1.3. Measures have first and foremost to be taken in protection of the Community industry at the production level

Taken into account the need to keep a viable Community production and to protect the employment in the Community footwear sector on a production level, the advantages for the consumer and the re-establishment of fair and effective competition, it is clear that the overhaul interest of the Community requires the adoption of anti-dumping measures. This in accordance with Article 21 of the EC Anti-dumping Regulation, which explicitly refers to these factors as constituting the main underlying reasons for measures in terms of Community interest.

2. Anti-dumping measures are based on an objective anti-dumping investigation and are only adopted to restore fair competition between domestic and foreign production

From the debate concerning the adoption of anti-dumping measures, it is clear that opponents focus on the argument of unjustified grounds for anti-dumping measures and the fact that these measures would constitute an inappropriate remedy. In that context, they often refer to the issue of textiles, where problems in supply were caused by EC quota restrictions, and try to create the image that the same will happen in the footwear sector if measures will be applied. However, two important remarks should be made in that respect: first of all, one should not forget that anti-dumping measures are not based on a discretionary decision but are the result of an objective anti-dumping investigation and adopted after a determination of unfair conditions of competition. Secondly, the measures taken with regard to textiles are of a different nature than anti-dumping measures and taken in a very different context and should therefore not be regarded as a reference for the footwear case.

2.1. Anti-dumping measures are adopted with a legitimate objective and after objective findings of dumping and injury

In their discourse, opponents ignore the fact that in the course of the investigation, the Commission has to determine the existence of dumping and the injury suffered by the Community industry and that measures will only be taken in case both dumping and injury are objectively found. These determinations are based on objective analysis. Furthermore, the measures are taken to eliminate the injury and only to an extent that they are necessary to do so (the lesser duty rule). In other words, measures will only be taken in cases and to an extent justified by legitimate purposes.
What is more, it is exactly this objective approach that actually forces the Community to act. Opponents regularly argue that adopting measures would be a bad signal, provoking complaints in other sectors and thus jeopardising external trade, especially with China. CEC on the contrary sees the present footwear case as an opportunity for the European authorities to prove that its anti-dumping legislation equally applies to all. They have to show that they do not back down for the pressure of particular powerful interest groups and that they are not prepared to abandon certain Community industries as a bargain chip in the trade relations with powerful economies such as China. By acting otherwise, the Community would only give the Chinese the impression that they can act illegally thanks to its enormous trade potential. Only this would count as a bad signal and it would mean a setback for China's integration into the world economy.

*****

▶ **Task description**
Transcribe the passage on anti-dumping measures in the footwear sector, starting with "1.3. Measures have" and going on through "of Community interest.". The listing that follows comes from a source unrelated to the passage above.

▶ **Recorded data**
*****

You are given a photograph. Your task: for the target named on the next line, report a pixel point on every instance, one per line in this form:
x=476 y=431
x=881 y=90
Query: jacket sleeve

*****

▶ **Task result**
1.3. Measures have first and foremost to be taken in protection of the Community industry at the production level

Taken into account the need to keep a viable Community production and to protect the employment in the Community footwear sector on a production level, the advantages for the consumer and the re-establishment of fair and effective competition, it is clear that the overhaul interest of the Community requires the adoption of anti-dumping measures. This in accordance with Article 21 of the EC Anti-dumping Regulation, which explicitly refers to these factors as constituting the main underlying reasons for measures in terms of Community interest.